**Records from a collection**
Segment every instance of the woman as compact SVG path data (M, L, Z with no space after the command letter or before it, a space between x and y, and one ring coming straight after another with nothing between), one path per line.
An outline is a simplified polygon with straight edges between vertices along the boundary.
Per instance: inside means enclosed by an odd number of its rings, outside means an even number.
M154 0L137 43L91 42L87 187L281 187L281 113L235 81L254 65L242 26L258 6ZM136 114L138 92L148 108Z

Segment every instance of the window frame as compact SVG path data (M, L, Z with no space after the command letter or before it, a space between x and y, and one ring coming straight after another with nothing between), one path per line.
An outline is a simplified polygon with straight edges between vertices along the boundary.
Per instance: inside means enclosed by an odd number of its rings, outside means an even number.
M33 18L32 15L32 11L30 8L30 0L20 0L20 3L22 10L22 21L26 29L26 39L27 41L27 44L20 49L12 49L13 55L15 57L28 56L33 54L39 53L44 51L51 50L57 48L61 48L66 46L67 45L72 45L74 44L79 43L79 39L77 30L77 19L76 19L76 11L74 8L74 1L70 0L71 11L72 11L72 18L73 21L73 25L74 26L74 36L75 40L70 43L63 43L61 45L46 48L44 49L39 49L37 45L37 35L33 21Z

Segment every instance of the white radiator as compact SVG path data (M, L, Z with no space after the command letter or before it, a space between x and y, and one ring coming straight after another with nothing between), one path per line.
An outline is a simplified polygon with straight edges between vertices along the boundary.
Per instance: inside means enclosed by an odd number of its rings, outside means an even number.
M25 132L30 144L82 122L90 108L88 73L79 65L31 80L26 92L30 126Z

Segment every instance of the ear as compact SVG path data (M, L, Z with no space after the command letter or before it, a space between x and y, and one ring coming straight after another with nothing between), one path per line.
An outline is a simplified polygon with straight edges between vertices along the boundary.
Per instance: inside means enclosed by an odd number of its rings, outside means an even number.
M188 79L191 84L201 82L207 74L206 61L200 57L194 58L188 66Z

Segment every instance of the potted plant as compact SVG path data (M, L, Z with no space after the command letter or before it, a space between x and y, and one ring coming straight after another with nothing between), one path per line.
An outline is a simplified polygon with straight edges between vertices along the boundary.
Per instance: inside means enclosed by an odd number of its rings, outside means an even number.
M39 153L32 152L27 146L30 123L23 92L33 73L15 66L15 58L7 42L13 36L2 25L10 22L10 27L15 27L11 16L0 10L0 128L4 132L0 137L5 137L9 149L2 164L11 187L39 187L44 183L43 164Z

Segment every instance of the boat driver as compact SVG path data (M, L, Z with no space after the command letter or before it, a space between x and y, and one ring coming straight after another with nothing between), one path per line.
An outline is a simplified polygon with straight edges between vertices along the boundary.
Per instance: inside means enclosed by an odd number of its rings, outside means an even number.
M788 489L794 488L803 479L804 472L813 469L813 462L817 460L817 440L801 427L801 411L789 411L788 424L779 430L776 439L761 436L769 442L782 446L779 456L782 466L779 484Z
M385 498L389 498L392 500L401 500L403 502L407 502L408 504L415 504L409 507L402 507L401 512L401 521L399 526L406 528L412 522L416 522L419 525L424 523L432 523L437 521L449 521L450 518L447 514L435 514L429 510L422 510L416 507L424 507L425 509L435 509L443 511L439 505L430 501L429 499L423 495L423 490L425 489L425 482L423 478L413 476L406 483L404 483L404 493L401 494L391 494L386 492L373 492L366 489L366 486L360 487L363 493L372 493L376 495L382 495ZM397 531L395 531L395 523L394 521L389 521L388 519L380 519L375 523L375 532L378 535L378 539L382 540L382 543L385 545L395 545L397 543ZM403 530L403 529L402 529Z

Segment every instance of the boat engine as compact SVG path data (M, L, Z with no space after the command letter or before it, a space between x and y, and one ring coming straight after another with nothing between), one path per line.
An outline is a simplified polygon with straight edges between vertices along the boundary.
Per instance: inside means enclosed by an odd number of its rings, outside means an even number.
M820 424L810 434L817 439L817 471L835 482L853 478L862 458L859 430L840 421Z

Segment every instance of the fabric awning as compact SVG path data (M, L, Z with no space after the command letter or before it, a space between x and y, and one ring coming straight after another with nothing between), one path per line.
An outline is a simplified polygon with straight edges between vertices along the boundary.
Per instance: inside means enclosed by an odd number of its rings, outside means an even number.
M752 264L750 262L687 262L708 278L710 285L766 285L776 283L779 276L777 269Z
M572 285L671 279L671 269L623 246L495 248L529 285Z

**What this task involves**
Turn the material above into a numbered list, starting at the line that contains "Segment every instance of the boat engine" and running through the end of the material. Leave out blank lines.

**Output of the task**
1. Segment every instance of the boat engine as compact SVG path data (M, L, Z with no space after the command letter or before it, a space between x and y, and one ring coming straight after another with nothing between), one path per line.
2. An outline is a simplified polygon with straight edges between vertices along the boundary.
3. Per instance: inside means enclosed by an odd number of its rings, outside means an even number.
4. M820 424L810 434L817 439L817 471L835 482L853 478L862 458L859 430L840 421Z
5. Segment every instance of the fabric awning as compact SVG path data (M, L, Z with no space after the command letter or before it, a space between x and y, and one ring coming straight after another with nothing between), one path per line.
6. An outline is a simplified polygon with straight edges between vertices along the boundary.
7. Per instance: inside means enclosed by an odd number of its rings, outside means an even number.
8. M752 264L750 262L687 262L708 278L710 285L766 285L776 283L779 276L777 269Z
9. M572 285L671 279L671 269L623 246L495 248L529 285Z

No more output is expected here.